Parts of the exercise
(a) Duplicate the malpractice reform article from "Legislators Expect to" up to and including "to malpractice claims.".
(b) According to the malpractice reform article, what is Oregon's current limit on non-economic damages?

Text under study
Legislators Expect to Consider Malpractice Reforms in February Session
January 12, 2012— Malpractice reform has caught the attention of healthcare professionals at the national level because of its economic impact on reducing costs. A study conducted in 2010 by Amitabh Chandra, PhD, an economist and professor of public policy at Harvard Kennedy School of Government, estimated that 2.4% or approximately $60 billion annually could be attributed to malpractice claims.
The consultants are looking into the role of defensive medicine and overutilization on medical costs, and conducting a survey among 2,500 physicians to determine how they deal with medical procedures that could lead to a liability claim.
The benefits and impacts of liability reform will become part of their report along with how medical liability cases have been handled. The consultants' work will provide information to the Legislature to determine if Oregon will benefit from the implementation of reform options, including whether to alter the maximum amount of non-economic damages, called a cap, that someone could receive in a malpractice lawsuit.
Currently, Oregon has a $500,000 limit on non-economic damages. The Oregon Supreme Court has ruled that the cap is invalid except for causes of action that did not apply in 1857 when the state's constitution was written. The exceptions are for wrongful death and pre-natal injury cases.

Information supplied
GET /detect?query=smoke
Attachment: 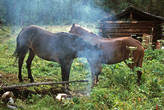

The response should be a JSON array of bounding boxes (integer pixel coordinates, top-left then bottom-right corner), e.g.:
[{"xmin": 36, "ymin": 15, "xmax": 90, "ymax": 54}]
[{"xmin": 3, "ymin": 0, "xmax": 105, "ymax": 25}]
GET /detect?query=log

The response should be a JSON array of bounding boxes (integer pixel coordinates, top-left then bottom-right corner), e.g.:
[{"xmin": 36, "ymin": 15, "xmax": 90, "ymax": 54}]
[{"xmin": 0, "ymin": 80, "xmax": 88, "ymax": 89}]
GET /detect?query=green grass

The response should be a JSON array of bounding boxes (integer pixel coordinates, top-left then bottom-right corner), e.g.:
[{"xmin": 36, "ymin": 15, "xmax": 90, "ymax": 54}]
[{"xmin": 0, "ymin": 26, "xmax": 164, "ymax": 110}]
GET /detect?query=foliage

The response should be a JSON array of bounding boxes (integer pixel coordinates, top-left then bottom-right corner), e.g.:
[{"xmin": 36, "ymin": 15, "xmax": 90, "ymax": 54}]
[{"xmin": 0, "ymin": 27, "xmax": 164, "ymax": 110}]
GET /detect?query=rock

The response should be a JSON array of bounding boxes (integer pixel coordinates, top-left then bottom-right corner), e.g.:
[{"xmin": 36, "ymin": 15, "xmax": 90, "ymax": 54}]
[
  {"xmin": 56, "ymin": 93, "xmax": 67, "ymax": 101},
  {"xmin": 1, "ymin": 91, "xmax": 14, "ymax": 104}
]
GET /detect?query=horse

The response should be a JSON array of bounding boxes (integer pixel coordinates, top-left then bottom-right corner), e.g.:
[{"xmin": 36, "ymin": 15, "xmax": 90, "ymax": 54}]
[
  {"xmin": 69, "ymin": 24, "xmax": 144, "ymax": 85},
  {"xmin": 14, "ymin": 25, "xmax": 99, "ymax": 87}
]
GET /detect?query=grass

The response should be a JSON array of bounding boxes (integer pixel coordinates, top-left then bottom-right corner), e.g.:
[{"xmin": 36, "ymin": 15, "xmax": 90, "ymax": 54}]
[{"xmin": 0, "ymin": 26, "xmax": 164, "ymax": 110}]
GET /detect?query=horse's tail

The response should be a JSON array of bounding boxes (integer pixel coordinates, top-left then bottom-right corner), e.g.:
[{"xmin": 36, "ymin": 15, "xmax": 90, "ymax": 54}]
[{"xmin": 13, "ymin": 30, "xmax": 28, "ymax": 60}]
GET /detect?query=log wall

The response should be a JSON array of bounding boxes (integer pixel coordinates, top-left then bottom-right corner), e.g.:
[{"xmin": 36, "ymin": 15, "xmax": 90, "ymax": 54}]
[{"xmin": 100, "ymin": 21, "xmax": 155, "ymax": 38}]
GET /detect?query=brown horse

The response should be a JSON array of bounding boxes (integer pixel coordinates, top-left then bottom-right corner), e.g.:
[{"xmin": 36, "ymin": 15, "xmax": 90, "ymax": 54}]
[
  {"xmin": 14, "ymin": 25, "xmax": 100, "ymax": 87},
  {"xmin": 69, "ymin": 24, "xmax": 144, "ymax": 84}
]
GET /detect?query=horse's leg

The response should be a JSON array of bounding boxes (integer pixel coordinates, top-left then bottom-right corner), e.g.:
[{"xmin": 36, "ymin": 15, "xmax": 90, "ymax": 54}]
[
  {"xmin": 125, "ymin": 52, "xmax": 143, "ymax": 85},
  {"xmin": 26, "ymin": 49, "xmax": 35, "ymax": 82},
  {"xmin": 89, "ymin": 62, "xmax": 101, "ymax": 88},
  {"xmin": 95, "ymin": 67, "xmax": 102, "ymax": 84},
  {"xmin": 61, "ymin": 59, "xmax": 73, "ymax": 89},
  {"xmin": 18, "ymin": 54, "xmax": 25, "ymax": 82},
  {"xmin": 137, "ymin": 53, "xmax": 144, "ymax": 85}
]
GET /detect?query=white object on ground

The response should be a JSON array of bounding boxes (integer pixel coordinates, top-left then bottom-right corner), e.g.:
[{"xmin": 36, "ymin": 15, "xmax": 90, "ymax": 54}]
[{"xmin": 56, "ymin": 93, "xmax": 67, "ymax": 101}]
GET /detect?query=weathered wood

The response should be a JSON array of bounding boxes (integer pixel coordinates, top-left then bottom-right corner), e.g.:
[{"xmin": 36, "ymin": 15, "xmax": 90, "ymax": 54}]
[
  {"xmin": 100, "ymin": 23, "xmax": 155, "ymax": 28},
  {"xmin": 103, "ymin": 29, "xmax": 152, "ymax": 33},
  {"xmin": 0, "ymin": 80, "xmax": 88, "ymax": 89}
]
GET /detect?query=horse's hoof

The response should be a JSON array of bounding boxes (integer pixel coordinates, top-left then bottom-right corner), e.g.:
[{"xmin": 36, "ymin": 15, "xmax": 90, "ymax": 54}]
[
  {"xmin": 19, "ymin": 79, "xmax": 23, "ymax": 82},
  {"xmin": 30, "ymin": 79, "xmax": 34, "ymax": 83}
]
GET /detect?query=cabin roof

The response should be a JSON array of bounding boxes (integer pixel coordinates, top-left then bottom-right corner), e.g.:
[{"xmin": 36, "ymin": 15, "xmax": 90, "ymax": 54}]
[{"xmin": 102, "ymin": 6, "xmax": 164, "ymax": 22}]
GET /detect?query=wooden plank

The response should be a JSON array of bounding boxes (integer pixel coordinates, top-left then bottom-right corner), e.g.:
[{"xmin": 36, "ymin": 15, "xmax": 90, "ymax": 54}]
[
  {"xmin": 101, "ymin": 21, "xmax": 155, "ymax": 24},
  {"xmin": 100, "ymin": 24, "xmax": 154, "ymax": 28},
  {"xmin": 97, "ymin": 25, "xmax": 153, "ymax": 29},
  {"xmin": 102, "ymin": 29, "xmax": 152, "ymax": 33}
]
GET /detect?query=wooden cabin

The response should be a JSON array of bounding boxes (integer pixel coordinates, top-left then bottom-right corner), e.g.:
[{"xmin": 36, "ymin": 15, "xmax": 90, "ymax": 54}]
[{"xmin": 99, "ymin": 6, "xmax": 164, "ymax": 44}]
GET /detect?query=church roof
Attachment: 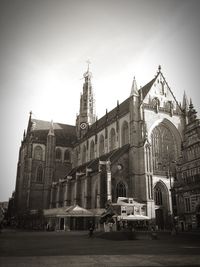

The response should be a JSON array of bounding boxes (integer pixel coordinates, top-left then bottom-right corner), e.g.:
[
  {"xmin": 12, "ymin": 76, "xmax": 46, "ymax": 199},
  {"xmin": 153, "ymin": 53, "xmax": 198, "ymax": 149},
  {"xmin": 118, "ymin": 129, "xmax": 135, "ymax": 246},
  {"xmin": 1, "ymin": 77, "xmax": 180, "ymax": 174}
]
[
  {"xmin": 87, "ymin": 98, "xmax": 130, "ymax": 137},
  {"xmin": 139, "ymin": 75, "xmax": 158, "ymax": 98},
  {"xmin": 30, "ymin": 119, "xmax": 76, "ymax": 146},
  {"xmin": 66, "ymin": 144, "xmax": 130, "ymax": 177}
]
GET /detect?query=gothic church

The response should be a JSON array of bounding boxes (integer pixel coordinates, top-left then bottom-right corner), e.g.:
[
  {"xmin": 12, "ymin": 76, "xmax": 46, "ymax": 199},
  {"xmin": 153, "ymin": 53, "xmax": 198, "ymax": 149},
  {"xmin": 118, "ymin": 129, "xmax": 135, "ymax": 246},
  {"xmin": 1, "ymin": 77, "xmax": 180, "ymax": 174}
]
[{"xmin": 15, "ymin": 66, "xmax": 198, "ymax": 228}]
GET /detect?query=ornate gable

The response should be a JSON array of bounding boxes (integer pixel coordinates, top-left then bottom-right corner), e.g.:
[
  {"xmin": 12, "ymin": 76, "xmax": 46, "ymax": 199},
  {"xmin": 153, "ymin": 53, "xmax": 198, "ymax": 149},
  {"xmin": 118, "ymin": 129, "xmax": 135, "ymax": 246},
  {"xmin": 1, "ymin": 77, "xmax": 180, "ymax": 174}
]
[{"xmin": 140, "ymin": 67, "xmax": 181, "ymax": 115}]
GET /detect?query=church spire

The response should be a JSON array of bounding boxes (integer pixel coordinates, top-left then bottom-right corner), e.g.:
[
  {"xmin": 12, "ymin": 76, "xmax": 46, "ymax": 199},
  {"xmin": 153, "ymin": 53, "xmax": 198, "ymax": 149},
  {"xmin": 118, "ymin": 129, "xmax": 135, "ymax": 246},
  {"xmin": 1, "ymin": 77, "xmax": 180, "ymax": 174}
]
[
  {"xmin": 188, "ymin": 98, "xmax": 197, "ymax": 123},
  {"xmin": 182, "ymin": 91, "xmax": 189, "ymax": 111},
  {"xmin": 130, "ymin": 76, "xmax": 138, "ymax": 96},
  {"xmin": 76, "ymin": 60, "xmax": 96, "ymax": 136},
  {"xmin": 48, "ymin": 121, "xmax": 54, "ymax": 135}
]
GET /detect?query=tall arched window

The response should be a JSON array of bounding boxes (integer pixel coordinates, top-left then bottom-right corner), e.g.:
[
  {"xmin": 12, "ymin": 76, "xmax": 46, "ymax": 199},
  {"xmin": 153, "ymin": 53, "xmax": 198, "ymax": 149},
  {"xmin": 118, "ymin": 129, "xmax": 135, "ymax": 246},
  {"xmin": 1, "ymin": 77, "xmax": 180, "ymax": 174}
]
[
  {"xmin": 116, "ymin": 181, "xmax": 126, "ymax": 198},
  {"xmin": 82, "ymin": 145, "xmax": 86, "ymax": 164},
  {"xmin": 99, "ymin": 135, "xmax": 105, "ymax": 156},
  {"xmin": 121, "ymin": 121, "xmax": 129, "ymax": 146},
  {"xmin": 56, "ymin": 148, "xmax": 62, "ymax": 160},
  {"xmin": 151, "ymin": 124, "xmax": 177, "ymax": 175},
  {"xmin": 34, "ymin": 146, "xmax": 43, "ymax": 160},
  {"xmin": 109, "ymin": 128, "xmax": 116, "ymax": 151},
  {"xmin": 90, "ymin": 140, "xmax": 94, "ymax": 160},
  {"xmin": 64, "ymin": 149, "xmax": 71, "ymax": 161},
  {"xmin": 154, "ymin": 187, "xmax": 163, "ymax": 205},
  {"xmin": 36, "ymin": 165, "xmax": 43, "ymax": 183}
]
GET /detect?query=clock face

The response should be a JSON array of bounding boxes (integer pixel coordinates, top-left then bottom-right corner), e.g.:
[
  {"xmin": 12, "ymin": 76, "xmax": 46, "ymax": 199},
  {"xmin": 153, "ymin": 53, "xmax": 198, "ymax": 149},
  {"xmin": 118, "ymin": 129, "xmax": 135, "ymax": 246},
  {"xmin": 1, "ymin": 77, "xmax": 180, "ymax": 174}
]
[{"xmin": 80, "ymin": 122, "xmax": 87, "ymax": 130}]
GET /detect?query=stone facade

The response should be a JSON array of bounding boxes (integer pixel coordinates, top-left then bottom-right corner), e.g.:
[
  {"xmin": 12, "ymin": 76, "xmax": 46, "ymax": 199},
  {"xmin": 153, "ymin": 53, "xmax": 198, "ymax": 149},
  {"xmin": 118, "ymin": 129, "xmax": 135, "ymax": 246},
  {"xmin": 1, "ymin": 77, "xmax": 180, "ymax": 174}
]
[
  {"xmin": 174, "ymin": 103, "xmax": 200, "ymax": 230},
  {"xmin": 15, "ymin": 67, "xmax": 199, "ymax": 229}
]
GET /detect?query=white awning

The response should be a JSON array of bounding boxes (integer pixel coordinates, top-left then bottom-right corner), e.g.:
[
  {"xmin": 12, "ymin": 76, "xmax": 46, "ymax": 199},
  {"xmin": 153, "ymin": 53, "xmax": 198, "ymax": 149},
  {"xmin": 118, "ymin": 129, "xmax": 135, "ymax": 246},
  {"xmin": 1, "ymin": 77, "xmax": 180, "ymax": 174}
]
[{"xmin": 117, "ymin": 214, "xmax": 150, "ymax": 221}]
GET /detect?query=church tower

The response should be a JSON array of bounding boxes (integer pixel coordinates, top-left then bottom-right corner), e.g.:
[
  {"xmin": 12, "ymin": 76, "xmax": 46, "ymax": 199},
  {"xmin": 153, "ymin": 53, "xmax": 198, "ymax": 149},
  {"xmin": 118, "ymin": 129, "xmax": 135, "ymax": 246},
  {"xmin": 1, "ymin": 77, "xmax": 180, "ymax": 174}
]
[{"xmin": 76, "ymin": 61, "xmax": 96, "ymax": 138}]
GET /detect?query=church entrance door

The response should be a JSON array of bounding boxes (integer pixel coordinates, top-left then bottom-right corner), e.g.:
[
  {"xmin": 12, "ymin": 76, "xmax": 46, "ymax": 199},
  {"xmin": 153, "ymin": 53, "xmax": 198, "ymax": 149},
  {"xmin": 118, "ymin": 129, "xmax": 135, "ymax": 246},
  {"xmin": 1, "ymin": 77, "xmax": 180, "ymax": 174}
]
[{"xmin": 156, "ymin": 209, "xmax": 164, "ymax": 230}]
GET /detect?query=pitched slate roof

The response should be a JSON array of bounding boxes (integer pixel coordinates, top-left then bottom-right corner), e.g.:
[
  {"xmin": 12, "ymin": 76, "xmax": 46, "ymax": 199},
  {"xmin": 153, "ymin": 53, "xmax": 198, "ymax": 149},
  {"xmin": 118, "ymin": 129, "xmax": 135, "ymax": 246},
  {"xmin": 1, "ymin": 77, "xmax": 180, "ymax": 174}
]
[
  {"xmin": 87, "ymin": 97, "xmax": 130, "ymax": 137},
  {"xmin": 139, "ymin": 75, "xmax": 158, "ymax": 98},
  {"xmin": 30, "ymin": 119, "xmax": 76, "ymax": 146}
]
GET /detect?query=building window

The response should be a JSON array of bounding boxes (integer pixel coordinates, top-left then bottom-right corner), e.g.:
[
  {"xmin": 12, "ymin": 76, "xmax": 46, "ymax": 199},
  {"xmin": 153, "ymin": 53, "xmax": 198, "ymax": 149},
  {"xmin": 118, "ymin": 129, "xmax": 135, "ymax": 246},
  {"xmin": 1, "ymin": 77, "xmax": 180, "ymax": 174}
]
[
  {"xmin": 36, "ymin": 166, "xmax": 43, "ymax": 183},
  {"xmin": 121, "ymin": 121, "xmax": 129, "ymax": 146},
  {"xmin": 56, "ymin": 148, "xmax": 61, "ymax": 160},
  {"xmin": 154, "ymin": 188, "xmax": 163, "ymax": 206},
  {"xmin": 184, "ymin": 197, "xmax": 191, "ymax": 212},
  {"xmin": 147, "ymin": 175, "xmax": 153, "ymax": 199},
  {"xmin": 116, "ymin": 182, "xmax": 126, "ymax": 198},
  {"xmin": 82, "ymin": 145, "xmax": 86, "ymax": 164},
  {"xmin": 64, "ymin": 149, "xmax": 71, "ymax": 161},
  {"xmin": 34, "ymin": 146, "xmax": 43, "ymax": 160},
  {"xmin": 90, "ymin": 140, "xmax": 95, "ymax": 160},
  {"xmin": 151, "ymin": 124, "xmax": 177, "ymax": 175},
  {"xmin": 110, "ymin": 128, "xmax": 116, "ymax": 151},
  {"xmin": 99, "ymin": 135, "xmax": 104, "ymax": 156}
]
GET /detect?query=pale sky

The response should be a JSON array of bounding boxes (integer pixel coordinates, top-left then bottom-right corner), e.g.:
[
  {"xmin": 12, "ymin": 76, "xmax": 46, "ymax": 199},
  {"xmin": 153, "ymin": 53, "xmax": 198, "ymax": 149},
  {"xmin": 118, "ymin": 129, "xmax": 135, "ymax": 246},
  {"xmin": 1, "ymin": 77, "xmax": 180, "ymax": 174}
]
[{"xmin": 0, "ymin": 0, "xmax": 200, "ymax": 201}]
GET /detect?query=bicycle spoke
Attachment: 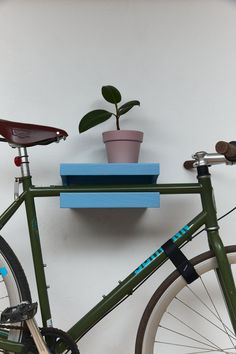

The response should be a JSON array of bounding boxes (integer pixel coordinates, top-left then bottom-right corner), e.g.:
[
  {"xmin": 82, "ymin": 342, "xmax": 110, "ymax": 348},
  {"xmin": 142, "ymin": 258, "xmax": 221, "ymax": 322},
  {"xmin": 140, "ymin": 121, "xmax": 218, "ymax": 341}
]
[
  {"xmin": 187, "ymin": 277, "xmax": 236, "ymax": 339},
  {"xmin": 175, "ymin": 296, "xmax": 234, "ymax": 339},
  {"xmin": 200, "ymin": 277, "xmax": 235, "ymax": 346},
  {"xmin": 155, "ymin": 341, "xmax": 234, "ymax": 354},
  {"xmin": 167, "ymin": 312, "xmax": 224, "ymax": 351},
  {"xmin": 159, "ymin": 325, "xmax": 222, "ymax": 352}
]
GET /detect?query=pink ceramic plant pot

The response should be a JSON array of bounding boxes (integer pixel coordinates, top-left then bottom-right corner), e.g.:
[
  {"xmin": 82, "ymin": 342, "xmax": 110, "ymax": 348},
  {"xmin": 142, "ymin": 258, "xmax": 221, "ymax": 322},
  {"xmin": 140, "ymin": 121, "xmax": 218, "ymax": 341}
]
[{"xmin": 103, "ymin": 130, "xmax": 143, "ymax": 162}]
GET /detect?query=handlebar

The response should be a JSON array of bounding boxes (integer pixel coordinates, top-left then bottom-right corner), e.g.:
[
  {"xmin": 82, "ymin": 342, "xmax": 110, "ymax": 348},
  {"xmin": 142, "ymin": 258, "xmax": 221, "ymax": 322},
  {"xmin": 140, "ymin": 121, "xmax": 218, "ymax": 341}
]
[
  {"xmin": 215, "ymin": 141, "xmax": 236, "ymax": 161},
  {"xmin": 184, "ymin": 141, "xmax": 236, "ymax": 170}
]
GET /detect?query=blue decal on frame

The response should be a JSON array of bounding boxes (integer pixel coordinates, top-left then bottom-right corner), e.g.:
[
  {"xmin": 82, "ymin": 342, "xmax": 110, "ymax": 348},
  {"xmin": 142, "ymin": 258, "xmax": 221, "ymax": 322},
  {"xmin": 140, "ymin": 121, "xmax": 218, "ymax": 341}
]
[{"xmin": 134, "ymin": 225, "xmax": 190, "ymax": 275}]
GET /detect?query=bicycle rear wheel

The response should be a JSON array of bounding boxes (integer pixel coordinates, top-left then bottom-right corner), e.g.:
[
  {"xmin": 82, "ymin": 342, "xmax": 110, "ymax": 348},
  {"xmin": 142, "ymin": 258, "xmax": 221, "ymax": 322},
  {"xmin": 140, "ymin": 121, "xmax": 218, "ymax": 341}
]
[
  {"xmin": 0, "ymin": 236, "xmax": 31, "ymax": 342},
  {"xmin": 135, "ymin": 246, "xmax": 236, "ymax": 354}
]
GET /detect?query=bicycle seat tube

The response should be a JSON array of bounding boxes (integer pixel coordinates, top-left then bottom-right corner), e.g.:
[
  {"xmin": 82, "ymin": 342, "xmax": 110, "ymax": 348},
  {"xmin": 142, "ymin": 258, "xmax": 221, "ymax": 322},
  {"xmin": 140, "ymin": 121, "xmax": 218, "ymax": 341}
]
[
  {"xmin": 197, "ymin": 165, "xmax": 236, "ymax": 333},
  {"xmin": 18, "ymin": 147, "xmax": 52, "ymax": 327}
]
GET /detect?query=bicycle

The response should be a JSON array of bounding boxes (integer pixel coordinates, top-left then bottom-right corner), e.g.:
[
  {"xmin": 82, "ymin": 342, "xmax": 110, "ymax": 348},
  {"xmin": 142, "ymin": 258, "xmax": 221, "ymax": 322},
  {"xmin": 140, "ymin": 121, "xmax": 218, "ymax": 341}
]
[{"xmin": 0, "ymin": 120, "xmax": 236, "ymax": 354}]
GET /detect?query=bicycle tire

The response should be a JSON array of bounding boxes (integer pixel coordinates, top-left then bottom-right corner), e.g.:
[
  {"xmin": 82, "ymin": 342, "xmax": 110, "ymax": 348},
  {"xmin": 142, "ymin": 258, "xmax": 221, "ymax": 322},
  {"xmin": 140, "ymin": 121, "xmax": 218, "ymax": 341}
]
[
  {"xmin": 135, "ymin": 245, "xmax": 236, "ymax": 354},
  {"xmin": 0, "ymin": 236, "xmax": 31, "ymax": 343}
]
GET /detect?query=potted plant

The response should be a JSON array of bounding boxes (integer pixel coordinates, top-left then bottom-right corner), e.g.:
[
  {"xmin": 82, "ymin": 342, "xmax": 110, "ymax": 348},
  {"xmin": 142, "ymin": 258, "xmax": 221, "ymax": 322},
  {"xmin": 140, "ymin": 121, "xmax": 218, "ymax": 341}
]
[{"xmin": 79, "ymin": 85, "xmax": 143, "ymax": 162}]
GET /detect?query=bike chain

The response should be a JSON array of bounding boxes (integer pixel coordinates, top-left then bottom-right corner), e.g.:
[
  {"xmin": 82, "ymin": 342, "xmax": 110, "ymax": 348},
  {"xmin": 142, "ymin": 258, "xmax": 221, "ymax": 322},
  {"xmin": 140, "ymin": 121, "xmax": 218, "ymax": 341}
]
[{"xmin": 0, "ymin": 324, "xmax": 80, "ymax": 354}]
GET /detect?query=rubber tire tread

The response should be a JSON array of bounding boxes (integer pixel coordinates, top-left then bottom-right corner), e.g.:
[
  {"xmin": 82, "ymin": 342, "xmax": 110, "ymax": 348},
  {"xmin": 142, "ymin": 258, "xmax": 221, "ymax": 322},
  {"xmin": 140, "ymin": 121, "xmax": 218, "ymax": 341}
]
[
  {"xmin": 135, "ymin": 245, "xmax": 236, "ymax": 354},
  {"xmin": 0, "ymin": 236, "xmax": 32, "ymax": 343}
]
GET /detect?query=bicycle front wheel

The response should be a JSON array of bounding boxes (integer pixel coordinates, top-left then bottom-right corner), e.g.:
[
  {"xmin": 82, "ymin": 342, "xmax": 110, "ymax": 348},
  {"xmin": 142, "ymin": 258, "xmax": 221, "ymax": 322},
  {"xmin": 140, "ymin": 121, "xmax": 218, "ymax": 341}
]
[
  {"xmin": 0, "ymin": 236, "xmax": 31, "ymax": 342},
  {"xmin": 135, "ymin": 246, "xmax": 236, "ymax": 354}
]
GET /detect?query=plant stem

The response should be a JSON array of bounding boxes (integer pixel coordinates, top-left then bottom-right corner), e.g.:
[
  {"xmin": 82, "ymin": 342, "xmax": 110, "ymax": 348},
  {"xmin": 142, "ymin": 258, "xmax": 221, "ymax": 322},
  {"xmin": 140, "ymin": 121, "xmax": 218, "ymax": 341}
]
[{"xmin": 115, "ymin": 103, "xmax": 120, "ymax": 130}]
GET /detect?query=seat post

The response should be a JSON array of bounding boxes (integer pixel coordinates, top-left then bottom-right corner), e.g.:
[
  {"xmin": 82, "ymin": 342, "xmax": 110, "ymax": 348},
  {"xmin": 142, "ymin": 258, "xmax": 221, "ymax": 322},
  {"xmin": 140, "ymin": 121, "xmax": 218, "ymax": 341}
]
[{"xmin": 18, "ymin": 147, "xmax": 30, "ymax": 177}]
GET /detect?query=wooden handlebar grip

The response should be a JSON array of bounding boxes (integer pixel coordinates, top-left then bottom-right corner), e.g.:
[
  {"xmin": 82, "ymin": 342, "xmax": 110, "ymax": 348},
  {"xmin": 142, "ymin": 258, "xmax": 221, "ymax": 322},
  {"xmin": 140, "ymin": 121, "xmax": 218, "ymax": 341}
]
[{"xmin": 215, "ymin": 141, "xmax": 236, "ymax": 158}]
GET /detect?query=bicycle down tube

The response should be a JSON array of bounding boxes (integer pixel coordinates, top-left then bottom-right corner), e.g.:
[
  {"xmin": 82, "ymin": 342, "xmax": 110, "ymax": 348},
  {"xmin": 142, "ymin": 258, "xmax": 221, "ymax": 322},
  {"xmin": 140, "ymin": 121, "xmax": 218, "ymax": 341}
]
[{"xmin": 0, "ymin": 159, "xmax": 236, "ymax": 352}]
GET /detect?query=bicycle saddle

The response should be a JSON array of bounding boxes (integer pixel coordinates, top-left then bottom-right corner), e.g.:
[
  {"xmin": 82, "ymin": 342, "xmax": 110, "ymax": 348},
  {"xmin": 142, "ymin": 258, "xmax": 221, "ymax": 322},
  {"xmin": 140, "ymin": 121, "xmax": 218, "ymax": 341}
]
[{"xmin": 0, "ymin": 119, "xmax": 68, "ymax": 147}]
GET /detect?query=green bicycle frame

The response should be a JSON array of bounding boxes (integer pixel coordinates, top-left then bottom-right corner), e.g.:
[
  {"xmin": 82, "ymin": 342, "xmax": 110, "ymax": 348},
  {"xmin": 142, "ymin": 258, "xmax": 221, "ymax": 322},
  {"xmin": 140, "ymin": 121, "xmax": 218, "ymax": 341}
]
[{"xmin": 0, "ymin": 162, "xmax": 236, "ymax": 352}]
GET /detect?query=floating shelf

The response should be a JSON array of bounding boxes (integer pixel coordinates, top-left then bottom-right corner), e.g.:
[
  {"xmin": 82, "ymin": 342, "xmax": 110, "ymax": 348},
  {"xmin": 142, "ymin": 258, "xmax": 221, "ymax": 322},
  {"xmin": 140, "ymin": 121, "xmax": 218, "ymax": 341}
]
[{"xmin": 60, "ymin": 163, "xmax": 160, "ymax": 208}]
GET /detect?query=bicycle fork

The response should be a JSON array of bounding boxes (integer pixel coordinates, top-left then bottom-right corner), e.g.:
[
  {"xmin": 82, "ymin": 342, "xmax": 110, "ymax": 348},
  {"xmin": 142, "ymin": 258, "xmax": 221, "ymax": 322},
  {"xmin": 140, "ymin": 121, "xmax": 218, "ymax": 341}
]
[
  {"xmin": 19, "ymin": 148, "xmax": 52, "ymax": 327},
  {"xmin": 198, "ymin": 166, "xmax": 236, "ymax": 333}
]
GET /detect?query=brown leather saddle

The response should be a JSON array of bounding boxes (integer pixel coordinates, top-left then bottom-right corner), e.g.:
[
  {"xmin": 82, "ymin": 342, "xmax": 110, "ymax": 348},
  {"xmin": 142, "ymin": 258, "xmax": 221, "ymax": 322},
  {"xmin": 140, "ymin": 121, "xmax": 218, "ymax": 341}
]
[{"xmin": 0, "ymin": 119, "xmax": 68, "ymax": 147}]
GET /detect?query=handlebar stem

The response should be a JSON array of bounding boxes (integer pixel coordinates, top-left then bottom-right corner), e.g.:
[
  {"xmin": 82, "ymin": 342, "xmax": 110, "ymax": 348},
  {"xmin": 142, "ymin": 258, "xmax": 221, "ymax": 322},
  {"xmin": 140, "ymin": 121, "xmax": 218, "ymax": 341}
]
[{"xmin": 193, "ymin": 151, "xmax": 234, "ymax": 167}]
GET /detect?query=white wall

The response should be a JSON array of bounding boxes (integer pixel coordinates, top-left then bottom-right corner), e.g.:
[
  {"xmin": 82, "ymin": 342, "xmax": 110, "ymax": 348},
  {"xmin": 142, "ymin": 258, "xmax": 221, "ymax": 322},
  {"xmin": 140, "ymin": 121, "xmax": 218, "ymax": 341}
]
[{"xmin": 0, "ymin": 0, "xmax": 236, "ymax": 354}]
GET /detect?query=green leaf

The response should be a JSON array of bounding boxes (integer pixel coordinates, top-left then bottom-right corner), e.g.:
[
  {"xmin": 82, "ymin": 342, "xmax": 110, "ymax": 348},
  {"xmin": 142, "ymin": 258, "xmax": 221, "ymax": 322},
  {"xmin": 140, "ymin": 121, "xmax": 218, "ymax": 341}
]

Solutions to each task
(a)
Legislators Expect to Consider Malpractice Reforms in February Session
January 12, 2012— Malpractice reform has caught the attention of healthcare professionals at the national level because of its economic impact on reducing costs. A study conducted in 2010 by Amitabh Chandra, PhD, an economist and professor of public policy at Harvard Kennedy School of Government, estimated that 2.4% or approximately $60 billion annually could be attributed to malpractice claims.

(b) $500,000.